[Start of Provided information]

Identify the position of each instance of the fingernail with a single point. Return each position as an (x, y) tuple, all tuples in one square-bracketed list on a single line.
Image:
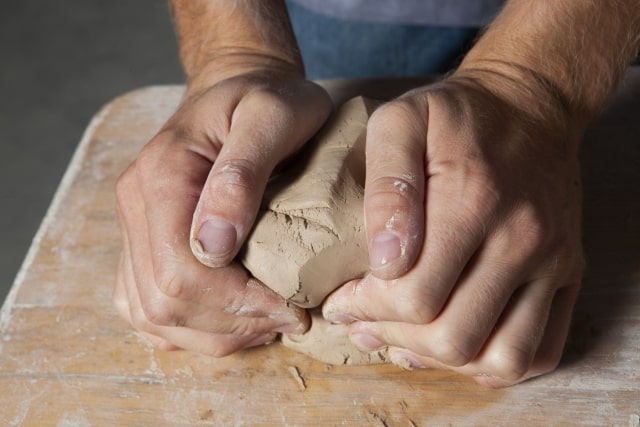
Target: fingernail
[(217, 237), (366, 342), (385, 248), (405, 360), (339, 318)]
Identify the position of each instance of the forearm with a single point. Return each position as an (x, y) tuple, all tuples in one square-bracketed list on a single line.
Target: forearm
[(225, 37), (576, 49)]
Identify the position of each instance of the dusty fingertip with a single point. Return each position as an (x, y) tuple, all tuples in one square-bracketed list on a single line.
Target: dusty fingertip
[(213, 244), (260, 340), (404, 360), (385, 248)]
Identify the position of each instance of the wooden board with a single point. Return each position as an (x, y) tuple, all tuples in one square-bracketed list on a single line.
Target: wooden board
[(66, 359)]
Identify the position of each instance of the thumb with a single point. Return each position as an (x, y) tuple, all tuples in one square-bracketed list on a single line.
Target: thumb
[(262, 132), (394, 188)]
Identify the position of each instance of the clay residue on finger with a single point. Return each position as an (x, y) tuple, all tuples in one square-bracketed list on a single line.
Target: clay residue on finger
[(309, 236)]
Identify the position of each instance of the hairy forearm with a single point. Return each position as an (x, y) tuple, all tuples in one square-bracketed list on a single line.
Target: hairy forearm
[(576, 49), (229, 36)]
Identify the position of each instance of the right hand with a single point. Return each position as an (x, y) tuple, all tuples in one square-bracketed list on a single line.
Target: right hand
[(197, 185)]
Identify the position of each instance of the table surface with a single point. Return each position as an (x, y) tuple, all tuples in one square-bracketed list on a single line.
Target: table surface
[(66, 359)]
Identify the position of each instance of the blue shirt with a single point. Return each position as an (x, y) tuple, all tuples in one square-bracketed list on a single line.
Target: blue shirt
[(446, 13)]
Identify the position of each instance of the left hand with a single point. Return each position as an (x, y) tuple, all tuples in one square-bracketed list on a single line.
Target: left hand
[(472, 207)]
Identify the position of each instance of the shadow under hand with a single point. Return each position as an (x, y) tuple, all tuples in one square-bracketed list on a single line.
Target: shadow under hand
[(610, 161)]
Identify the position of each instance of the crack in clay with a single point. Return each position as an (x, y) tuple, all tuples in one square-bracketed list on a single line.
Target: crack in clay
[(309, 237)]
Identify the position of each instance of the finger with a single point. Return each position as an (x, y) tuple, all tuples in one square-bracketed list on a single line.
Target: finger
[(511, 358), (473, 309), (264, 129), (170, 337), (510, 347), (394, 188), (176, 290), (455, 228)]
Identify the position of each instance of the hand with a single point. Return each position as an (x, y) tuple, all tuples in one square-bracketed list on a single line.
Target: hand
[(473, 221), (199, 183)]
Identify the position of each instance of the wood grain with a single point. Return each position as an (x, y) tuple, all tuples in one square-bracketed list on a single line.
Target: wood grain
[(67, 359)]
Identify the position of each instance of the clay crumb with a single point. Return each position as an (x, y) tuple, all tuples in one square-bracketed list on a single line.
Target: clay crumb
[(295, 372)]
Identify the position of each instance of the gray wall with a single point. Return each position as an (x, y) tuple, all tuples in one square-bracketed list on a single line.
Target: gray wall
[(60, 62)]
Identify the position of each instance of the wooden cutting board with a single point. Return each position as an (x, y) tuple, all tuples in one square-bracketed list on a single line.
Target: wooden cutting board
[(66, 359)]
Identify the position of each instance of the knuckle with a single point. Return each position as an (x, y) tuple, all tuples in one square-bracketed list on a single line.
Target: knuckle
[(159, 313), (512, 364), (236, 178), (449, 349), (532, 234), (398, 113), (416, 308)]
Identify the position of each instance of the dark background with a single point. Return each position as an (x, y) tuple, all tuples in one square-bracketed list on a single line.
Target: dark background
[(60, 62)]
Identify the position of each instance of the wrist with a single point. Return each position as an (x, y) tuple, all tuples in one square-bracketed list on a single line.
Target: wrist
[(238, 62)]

[End of Provided information]

_Task to carry out_
Write out all of the material above word for word, from its first line to its last, and leave out the pictures.

_Task result_
Identify the position of each instance of the fingernail with a single point. Return each position as an (x, y) tuple, all tuples in one square-bracketed list on a single line.
Image:
Target: fingernail
[(217, 237), (366, 342), (385, 248), (405, 360), (339, 318)]
Identify the position of each instance of the forearm with a single point. Return each position as an (x, y) tuple, all tuples in one square-bracketed list on a single line.
Target: forearm
[(225, 37), (576, 49)]
Identify the position of each instance of the dusty fingertip with a single point. Return each position as an (x, y) tuple, all tuples in one square-bracketed list on a single line.
Target: dusty fingertip
[(213, 244), (260, 340), (404, 360), (385, 248)]
Identify the position of each instance of the wooden board with a single point. Return each position as an (x, y) tuple, all tuples in one square-bracketed list on a single line.
Target: wooden board
[(66, 359)]
Identify the position of each instance of the thumb with a single point. Return each position as an (x, y) tuple, all tuples in one square-bracketed list on a single line.
Target: thumb
[(262, 132), (394, 188)]
Identify the position of each instance of the clay residue on finger with a single point. Return each position as an (x, y) tuple, all tuples in one square-bracketed list on a single line.
Target: clay residue on finger
[(309, 236)]
Identify the position of each instance of the hairy forearm with a single point. Return each position as an (x, y) tuple, all tuples in one square-bracketed list on a single line.
Target: hairy forearm
[(576, 49), (229, 36)]
Identify the position of each instance of the right hand with a single point. Return each position as an (x, y) tuple, all tuples in one square-bracketed list on a single line.
Target: right hand
[(197, 185)]
Identify the position of each instance of the table surface with a single point. Return each position as an (x, y) tuple, all tuples in one square-bracketed list on a single line.
Target: table surface
[(66, 359)]
Identify the position of each instance of the blue shirt with a single point. Return each position as an (x, y) tuple, all tuples in one square-bracketed list on a single line.
Target: blue shirt
[(446, 13)]
Identify the position of each instance of the left hand with a single point. Return each position as an (x, y) tuple, all tuples in one square-bracketed list on a single line.
Target: left hand
[(472, 207)]
Identify the position of each instance of the shadow under hand with a single point. Return each position as an (x, y) tuple, all tuples in one square-bracketed list on a single line.
Target: shadow under hand
[(610, 161)]
Identify the position of each instance of the crack in clay with a single point. Return each position as an (x, y) tuple, all tuples in one square-bracketed list on a single line.
Target: crack in clay
[(309, 237)]
Identify the position of each instance of the finger with a single point. Return each position as an (x, y) tuple, all tuples in one square-bracketed list on a single line.
Target: finger
[(511, 358), (473, 309), (264, 129), (170, 337), (510, 347), (394, 188), (176, 290), (455, 228)]
Identify the position of each instance of the hand with a single point. Return each position as an (x, y) tuple, all tuples in one square-bracketed list on a single line.
Target: hand
[(473, 221), (199, 183)]
Identify the position of each instance of the wood grain with a single point. Return each position as an (x, y) tuple, all tuples in one square-bracketed list on a single line.
Target: wood grain
[(67, 359)]
Identify the position of each instance of the clay crumb with a single point. Return each position as an (x, y) tuple, all tuples in one square-bracketed list on a single line.
Target: clay crumb
[(295, 372)]
Identify the position of each instance of the gray wall with a single point. Return each position as an (x, y) tuple, all tuples in one square-bracketed list on a single line.
Target: gray wall
[(60, 62)]
Identify the position of each instance of the wooden cutting board with a single point. Return each position as an (x, y) tuple, all tuples in one square-bracketed list on a single line.
Target: wooden cutting board
[(66, 359)]
Identify the position of each instance of the knuckle with a single point. Return each position as an (x, y) tuple, all tuples in one square-bracketed list on a single line.
Target: knuckle
[(159, 313), (512, 364), (236, 178), (449, 349), (532, 234), (398, 113), (416, 308)]
Identify the position of each instance of the dark background with a single point. Return each position as an (x, y) tuple, all tuples in one square-bracketed list on a single line.
Target: dark background
[(60, 62)]
Identify the position of each instance of the wrist with a single point. Return each position as an (x, y) tuple, all tuples in one square-bracketed list on a single line.
Target: wrist
[(238, 62)]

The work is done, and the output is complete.